Text section:
The sum was finalized this week and includes billing by state-contracted attorneys and expert witnesses, as well as a $245,000 settlement paid in April to lawyers representing the state's lone abortion clinic in Fargo. The figure does not include staff time dedicated from the state Attorney General's office.

House Majority Leader Al Carlson of Fargo and his Republican Senate counterpart, Rich Wardner of Dickinson, defended the final tally on Friday.

"It was worth every cent for those of us who believe in life," Wardner said of the law, which never took effect but would have banned abortions as early as six weeks of pregnancy — before some women know they are pregnant.

Senate Democratic Minority Leader Mac Schneider of Grand Forks called money spent defending the state's abortion measures "a colossal backfire at the height of fiscal irresponsibility."

Given information:
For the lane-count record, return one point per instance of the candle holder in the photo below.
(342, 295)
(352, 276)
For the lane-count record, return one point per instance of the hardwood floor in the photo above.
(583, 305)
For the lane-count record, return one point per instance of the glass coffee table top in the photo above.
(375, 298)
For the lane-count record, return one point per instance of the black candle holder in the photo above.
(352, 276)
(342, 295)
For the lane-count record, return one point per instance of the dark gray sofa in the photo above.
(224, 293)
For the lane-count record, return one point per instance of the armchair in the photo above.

Tasks for this exercise:
a – In the passage on the cost of defending the state's abortion law, what settlement amount was paid in April, and to whom?
b – State whether each statement agrees with the passage on the cost of defending the state's abortion law: (i) The final figure includes staff time from the state Attorney General's office. (ii) The law would have banned abortions as early as six weeks of pregnancy. (iii) Rich Wardner is from Grand Forks.
c – Write a continuation of the passage on the cost of defending the state's abortion law, starting after its final sentence.

Responses to the tasks:
a – A $245,000 settlement was paid to lawyers representing the state's lone abortion clinic in Fargo.

b –
(i) No: "The figure does not include staff time dedicated from the state Attorney General's office."
(ii) Yes: "would have banned abortions as early as six weeks of pregnancy"
(iii) No: "Rich Wardner of Dickinson"

c –
Lawyers for the Red River Women's Clinic in Fargo wanted the state to pay for litigation costs after the U.S. Supreme Court in January rejected the state's appeal of a lower court ruling that the 2013 fetal heartbeat law was unconstitutional.

Abortion-rights supporters said it was the strictest anti-abortion measure in the country and an attempt to shutter the Fargo clinic. Republican Gov. Jack Dalrymple called the law "a legitimate attempt by a state Legislature to discover the boundaries of Roe v. Wade."

Fueled by the unprecedented oil bonanza in the western part of the state, North Dakota was uniquely positioned to undertake an expensive legal fight when it passed the fetal heartbeat bill and other anti-abortion measures in 2013 with little debate and with the overwhelming support of Republicans, who wield supermajority control in the Legislature.

At the time, lawmakers also set aside $400,000 to defend lawsuits arising from the abortion laws, and the Legislature added another $400,000 last year.

Billing records obtained by the AP through an open records request show the state also has spent $79,932 defending anti-abortion legislation dating back to 2011.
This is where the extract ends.